Pendek kata, persekusi, pengusiran, atau penganiayaan fisik terhadap individu atau kelompok karena praktek, profesi, atau afiliasi keagamaannya seakan telah menjadi kaidah dan hukum yang normal belaka. Masya Allah, kegaduhan-kegaduhan ini seperti tak ada solusinya. Kita layak berprasangka, pemerintah menikmati tontonan isak tangis sedu sedan korban; keculasan, amarah, dan kebrutalan para pahlawan agama kesiangan.

Polisi selalu pandai menonton kekerasan, tapi tak mampu mengidentifikasi siapa korban siapa pelaku kejahatan. Kita dibuat terheran-heran: pemerintahan yang juara dalam menangani terorisme (mungkin karena sokongan Amerika), tiba-tiba tak berdaya mengatasi intoleransi dan kekerasan yang terus-menerus direproduksi massa. Ormas-ormas keagamaan besar, yang konon toleran, seakan tak berperan apa-apa dalam menyetop gertakan ormas-ormas intoleran. Apa sebenarnya yang terjadi dan mengapa ini berlarut-larut seakan tak pernah berhenti?

Benturan

Ada beberapa penjelasan mikro maupun makro. Di tingkat mikro, beberapa ketegangan keagamaan bisa saja dijelaskan dari sebab yang sepele sampai yang serius. Bisa karena pemecatan satpam, soal parkir, sengketa lahan, kecemburuan sosial, provokasi demagog, dendam politik, birokrasi negara yang ingin tampak religius, konflik horizontal, dan lain-lainnya. Penjelasan mikro seperti ini berguna untuk melihat kasus per kasus intoleransi, walau tak selalu mudah dicarikan solusi.

Hanya, penjelasan ini tak memberi gambaran besar tentang tren lintas negara yang sedang terjadi dewasa ini. Untuk itu, penjelasan makro diperlukan. Studi persekusi keagamaan lintas-negara Brian J. Grim dan Roger Finke (American Sociological Review, Agustus 2007) mengabarkan temuan penting. Berdasarkan studi terhadap rapor kebebasan beragama 134 negara yang direkam International Religious Freedom (2003), mereka menyatakan bahwa persekusi keagamaan tidak ditentukan oleh faktor-faktor benturan peradaban atau kebudayaan antar kelompok. Persekusi lebih tepat dijelaskan dengan teori regulasi ekonomi keagamaan (regulated religious economy).

Proposisi dasarnya ini: makin banyak regulasi keagamaan, akan semakin banyak pula terjadi persekusi keagamaan. Contoh konkret efek langsung maupun konsekuensi tak langsung soal ini adalah kasus jilbab di Prancis. Setelah pemakaian simbol-simbol keagamaan dinyatakan terlarang (Maret 2004), dampaknya terasa sembilan bu lan kemudian. Diskriminasi sosial dan pelecehan fisik terhadap mereka yang berjilbab meningkat tajam dibanding sebelum ada regulasi. Gerakan supremasi Hinduvta, yang aktif mendesakkan regulasi agama, juga meningkatkan persekusi terhadap kelompok minoritas di India.

· · ·

Soal 1
Menurut teks tentang persekusi keagamaan, berapa negara yang rapor kebebasan beragamanya dipelajari dalam studi Grim dan Finke?
Soal 2
Ubah bagian teks tentang persekusi keagamaan yang dibuka dengan kata-kata "Hanya, penjelasan ini" dan ditutup dengan "(regulated religious economy).", lalu ganti "penjelasan makro" dengan "penjelasan berskala besar".
Soal 3
Tolong lanjutkan teks tentang persekusi keagamaan mulai setelah kalimat terakhirnya.

· · ·

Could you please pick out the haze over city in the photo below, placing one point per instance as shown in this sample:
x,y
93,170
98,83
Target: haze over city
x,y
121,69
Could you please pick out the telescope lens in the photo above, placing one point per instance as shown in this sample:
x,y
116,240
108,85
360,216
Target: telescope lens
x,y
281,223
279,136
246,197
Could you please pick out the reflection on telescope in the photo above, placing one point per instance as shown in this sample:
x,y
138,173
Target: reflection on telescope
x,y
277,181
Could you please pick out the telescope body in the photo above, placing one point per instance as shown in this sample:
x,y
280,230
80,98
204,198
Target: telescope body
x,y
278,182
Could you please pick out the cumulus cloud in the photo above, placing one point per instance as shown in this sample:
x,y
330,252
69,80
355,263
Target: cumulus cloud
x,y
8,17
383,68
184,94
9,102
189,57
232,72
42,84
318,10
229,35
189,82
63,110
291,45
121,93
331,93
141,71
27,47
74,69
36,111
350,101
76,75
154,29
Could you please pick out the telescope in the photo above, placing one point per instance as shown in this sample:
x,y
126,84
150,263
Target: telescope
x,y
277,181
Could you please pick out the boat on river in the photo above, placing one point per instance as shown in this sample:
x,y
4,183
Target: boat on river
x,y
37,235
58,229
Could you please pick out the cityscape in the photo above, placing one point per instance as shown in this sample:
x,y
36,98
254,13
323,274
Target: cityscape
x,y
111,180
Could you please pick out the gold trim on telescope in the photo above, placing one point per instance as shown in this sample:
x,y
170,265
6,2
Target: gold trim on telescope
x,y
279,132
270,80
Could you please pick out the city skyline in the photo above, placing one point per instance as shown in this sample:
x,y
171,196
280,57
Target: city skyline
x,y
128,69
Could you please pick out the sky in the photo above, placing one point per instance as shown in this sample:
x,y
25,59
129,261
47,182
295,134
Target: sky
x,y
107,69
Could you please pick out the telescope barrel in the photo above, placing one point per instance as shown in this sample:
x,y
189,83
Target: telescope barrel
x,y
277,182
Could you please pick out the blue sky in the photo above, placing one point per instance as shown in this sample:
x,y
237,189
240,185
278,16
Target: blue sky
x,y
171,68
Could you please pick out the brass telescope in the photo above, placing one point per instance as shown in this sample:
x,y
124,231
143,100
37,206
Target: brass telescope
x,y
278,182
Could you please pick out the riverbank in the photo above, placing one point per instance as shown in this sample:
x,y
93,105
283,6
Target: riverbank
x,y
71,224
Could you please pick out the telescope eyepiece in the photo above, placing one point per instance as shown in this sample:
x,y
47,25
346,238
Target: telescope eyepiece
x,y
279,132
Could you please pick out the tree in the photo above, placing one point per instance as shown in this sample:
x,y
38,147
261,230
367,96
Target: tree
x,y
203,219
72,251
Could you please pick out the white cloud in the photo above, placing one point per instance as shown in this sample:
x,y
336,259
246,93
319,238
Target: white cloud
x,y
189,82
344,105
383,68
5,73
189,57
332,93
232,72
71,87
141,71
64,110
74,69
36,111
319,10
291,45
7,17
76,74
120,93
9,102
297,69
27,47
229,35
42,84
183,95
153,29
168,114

· · ·

Hasil Latihan 1
134 negara.

Hasil Latihan 2
Hanya, penjelasan ini tak memberi gambaran besar tentang tren lintas negara yang sedang terjadi dewasa ini. Untuk itu, penjelasan berskala besar diperlukan. Studi persekusi keagamaan lintas-negara Brian J. Grim dan Roger Finke (American Sociological Review, Agustus 2007) mengabarkan temuan penting. Berdasarkan studi terhadap rapor kebebasan beragama 134 negara yang direkam International Religious Freedom (2003), mereka menyatakan bahwa persekusi keagamaan tidak ditentukan oleh faktor-faktor benturan peradaban atau kebudayaan antar kelompok. Persekusi lebih tepat dijelaskan dengan teori regulasi ekonomi keagamaan (regulated religious economy).

Hasil Latihan 3
Sebaliknya, tatkala soal-soal keagamaan minim regulasi dan ala kadarnya diberi iklim kompetisi yang sehat dan adil, level komitmen dan kesalehan keagamaan justru tinggi. Penjelasan ini bertolak-belakang dengan teori benturan yang menghendaki lebih banyak regulasi agar terjadi harmoni di tengah-tengah keragaman keyakinan dan praktek keagamaan yang diasumsikan potensial berbenturan.

Argumen inti di sini adalah pentingnya deregulasi ketimbang regulasi.Yang dimaksud regulasi adalah pembatasan terhadap afiliasi, praktek, atau kegiatan suatu agama. Sementara deregulasi berarti meminimalkan aspek legal dan sosial yang merintangi afiliasi, praktek, dan kegiatan keagamaan. Pada sisi deregulasi ini, tak ada restriksi terhadap kelompok tertentu, tak diperlukan favoritisme; justru yang diperlukan adalah jaminan terhadap kebebasan beragama untuk semua secara damai dan legal.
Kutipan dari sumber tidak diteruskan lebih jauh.